■ READING TEXT ■

Lua Booleans in Lua The boolean type


Example

Booleans and other values

When dealing with lua it is important to differentiate between the boolean values true and false and values that evaluate to true or false.

There are only two values in lua that evaluate to false: nil and false, while everything else, including the numerical 0 evaluate to true.

Some examples of what this means:

if 0 then print("0 is true") end --> this will print "true"
if (2 == 3) then print("true") else print("false") end --> this prints "false"
if (2 == 3) == false then print("true") end --> this prints "true"
if (2 == 3) == nil then else print("false") end
--> prints false, because even if nil and false both evaluate to false,
--> they are still different things.

■ EXERCISE BRIEF ■
Resume the text on Lua booleans, picking up right after its final line.

■ DATA ROWS ■
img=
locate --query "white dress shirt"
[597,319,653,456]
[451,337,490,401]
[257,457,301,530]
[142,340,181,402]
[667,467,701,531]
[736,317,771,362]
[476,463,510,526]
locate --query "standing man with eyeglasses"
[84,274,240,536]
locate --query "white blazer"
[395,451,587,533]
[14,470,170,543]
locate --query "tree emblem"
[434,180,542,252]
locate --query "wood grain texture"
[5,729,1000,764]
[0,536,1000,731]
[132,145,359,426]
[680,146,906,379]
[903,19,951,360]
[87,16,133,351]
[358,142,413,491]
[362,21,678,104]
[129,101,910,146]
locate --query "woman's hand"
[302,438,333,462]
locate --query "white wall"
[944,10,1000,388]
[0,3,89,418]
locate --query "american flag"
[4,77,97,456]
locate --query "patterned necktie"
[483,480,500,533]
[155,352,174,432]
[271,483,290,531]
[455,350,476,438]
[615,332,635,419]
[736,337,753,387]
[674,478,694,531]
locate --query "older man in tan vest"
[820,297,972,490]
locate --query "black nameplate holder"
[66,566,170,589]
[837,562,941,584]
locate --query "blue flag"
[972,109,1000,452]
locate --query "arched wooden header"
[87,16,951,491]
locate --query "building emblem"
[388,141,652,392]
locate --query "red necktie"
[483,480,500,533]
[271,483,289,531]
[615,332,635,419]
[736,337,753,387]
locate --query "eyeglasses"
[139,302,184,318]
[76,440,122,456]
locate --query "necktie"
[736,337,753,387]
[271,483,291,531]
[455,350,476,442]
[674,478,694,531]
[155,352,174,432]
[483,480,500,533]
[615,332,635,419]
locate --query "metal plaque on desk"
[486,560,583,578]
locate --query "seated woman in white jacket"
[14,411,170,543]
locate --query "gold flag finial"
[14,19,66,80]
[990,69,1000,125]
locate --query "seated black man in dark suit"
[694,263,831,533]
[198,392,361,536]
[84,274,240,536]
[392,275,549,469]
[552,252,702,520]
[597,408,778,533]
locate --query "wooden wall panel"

■ RESPONSE TO THE TASK ■
Logical Operations

Logical operators in lua don't necessarily return boolean values:

and will return the second value if the first value evaluates to true;

or returns the second value if the first value evaluates to false;

This makes it possible to simulate the ternary operator, just like in other languages:

local var = false and 20 or 30 --> returns 30
local var = true and 20 or 30 --> returns 20
-- in C: false ? 20 : 30

This can also be used to initialize tables if they don't exist

tab = tab or {} -- if tab already exists, nothing happens

or to avoid using if statements, making the code easier to read

print(debug and "there has been an error") -- prints "false" line if debug is false
debug and print("there has been an error") -- does nothing if debug is false
-- as you can see, the second way is preferable, because it does not output
-- anything if the condition is not met, but it is still possible.
-- also, note that the second expression returns false if debug is false,
-- and whatever print() returns if debug is true (in this case, print returns nil)

Checking if variables are defined

One can also easily check if a variable exists (if it is defined), since non-existant variables return nil, which evaluates to false.

local tab_1, tab_2 = {}
if tab_1 then print("table 1 exists") end --> prints "table 1 exists"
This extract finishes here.